-- START --

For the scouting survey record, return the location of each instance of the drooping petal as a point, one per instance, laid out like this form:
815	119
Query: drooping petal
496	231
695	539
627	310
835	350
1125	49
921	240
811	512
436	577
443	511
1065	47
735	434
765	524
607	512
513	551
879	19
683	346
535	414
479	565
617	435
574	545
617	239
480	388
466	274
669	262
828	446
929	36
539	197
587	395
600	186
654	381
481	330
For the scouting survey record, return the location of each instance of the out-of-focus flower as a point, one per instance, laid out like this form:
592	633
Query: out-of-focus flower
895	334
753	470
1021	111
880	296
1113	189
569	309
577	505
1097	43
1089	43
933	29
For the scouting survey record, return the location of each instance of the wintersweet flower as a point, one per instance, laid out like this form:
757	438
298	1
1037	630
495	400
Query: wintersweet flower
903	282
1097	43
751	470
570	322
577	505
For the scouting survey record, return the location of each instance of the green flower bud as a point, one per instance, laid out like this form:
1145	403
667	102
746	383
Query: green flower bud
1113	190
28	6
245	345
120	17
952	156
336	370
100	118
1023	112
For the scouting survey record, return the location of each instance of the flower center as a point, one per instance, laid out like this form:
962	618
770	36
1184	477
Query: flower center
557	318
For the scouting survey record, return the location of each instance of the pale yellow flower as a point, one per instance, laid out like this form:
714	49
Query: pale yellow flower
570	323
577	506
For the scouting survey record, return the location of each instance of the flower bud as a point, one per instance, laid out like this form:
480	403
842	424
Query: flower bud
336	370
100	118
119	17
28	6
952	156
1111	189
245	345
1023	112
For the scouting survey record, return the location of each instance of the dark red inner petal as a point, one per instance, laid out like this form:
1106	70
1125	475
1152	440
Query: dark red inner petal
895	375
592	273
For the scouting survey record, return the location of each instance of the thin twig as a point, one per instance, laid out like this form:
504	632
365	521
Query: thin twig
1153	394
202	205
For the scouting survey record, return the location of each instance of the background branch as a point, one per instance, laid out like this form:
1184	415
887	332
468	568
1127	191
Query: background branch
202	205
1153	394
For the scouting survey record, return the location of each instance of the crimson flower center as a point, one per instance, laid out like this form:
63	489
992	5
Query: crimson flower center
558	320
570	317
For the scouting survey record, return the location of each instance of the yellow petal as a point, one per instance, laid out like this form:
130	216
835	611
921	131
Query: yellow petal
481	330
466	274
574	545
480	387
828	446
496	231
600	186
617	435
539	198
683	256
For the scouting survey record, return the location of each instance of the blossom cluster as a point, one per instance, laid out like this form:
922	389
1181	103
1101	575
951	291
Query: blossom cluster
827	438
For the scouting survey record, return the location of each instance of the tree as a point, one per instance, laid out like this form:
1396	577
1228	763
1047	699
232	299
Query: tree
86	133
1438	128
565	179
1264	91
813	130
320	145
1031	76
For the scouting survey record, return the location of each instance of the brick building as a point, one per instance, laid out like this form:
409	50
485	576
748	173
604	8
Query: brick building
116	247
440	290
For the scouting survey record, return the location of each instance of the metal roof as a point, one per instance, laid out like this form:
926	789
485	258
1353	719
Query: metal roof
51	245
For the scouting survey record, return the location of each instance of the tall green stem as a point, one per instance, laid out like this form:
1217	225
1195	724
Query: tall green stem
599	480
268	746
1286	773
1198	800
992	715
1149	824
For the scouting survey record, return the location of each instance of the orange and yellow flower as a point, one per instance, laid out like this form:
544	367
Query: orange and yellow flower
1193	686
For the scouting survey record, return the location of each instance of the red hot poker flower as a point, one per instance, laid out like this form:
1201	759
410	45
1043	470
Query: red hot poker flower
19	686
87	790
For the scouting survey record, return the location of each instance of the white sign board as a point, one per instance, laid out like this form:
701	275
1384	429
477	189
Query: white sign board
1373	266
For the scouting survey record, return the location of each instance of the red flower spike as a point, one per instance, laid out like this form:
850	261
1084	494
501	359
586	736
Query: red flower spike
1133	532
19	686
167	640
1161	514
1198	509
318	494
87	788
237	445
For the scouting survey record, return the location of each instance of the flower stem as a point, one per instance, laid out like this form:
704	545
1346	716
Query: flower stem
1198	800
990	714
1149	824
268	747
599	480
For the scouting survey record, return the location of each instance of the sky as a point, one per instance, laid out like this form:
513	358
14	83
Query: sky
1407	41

-- END --

Rewrite all of the items above, replacing every occurrence of "scouting survey record" with "field inspection record" and keeping everything else unchanged.

## Completed exercise:
For the field inspection record, return the location of each instance of the drooping petal as a point, one per instance, laid out like this form:
815	119
Query: drooping petal
496	231
695	539
627	310
835	350
1125	49
921	240
811	512
436	577
443	511
1065	47
735	434
765	524
607	512
513	551
879	19
683	346
535	414
479	565
617	435
574	545
617	239
480	388
466	274
669	262
828	446
929	36
539	197
587	395
600	186
654	381
481	330
For the field inspection record, return the location of each instance of the out-of-focus flower as a point, one per instance, laid out like this form:
592	633
Query: out-of-focus flower
895	334
753	470
1021	111
880	296
1113	189
569	309
577	505
1097	43
1089	43
933	29
For the field inspection record, return the location of each instance of the wintersweet flower as a point, one per instance, laid out like this form:
757	438
298	1
1037	630
495	400
Query: wintersweet flower
903	282
1097	43
751	470
570	322
577	505
For the field inspection record, return the location of each instance of the green flower bud as a point, one per instance, laid out like this form:
1145	403
667	102
746	383
Query: green flower bud
1113	190
28	6
245	345
120	17
952	156
336	370
100	118
1023	112
For the field inspection record, return the location of each instance of the flower center as a point, one per instance, laid out like this form:
962	618
770	36
1184	477
Query: flower center
557	318
For the field inspection record, return the location of each instance of the pale yellow flower as a point, one per instance, laid out like this form:
714	49
Query: pale yellow flower
570	323
577	506
For the field inspection record, return the location of each instance of the flower bud as a point, one per instance, laid out like this form:
480	403
842	424
Query: flower bud
336	370
100	118
119	17
28	6
952	156
1111	189
245	345
1023	112
For the field inspection record, return the location of each instance of the dark red inner petal as a point, one per instance, laid out like this form:
1106	70
1125	475
1152	440
Query: dark red inner petal
895	375
592	273
For the field inspection record, return the location of each instance of the thin twig as a point, one per instance, laid out like this form:
504	632
365	521
Query: thin twig
1153	394
202	205
For the field inspection record, return the location of each instance of the background branch as a point, one per instance, laid out like this form:
1184	415
887	332
468	568
1127	191
Query: background branch
202	205
1153	394
For the field inspection record, return the location of each instance of the crimson flower center as a point, one per instance, laid out like this form:
63	489
992	5
Query: crimson flower center
558	320
570	317
For the field inspection record, return the location of each instance of the yellow petal as a point, one per instance, laid out like this form:
130	216
835	611
921	131
Query: yellow petal
481	330
466	274
574	545
480	387
828	446
496	231
600	186
617	435
539	198
683	256
For the field inspection record, return the location of each instance of the blossom cluster as a point, one per instance, laid out like this form:
922	389
1181	103
1101	575
951	291
Query: blossom cluster
827	438
For the field inspection record, return the location of each instance of the tree as a point, one per instance, laid out like this form:
1396	577
1228	763
1047	699
232	299
Query: tree
86	133
1438	128
565	179
1264	91
813	130
320	145
1031	76
For the field inspection record, return the location of each instance of the brick building as a point, one per instance, laid out like this form:
409	50
485	576
748	173
604	8
Query: brick building
116	247
440	290
For the field inspection record, return the location of each instance of the metal roof as a point, one per instance, laid out like this form:
926	789
485	258
1353	719
Query: metal roof
51	245
For the field inspection record, return the location of each instance of the tall green stem as a point, one per instance, laid out like this form:
1217	225
1195	724
Query: tall green stem
599	480
268	746
1286	773
1198	800
992	715
1149	824
For the field inspection record, return the location of each instance of the orange and yellow flower as a point, one per instance, laid out like this form:
544	367
Query: orange and yellow flower
1193	686
For the field inspection record, return the location of each instance of the red hot poker flower as a point, one per instance, laid out like this form:
1201	759
410	45
1043	470
Query: red hot poker flower
19	686
87	790
For the field inspection record, return the location of each instance of the white sign board as a point, one per instance, laid out like this form:
701	275
1384	429
477	189
Query: white sign board
1373	266
For the field inspection record, return the location of each instance of the red flower spike as a point, one per instance, laid out like this form:
850	261
1084	494
501	359
586	736
Query: red flower spike
1133	532
19	686
167	640
1161	514
1198	509
318	494
87	788
237	445
For the field inspection record, return the location of each instance of the flower stem as a point, one per instance, laid out like this form:
704	545
1346	716
Query: flower stem
1198	800
990	714
1149	824
268	747
599	480
For the field inspection record, return the location of each instance of the sky as a point, one per instance, laid out like this form:
513	358
14	83
Query: sky
1407	41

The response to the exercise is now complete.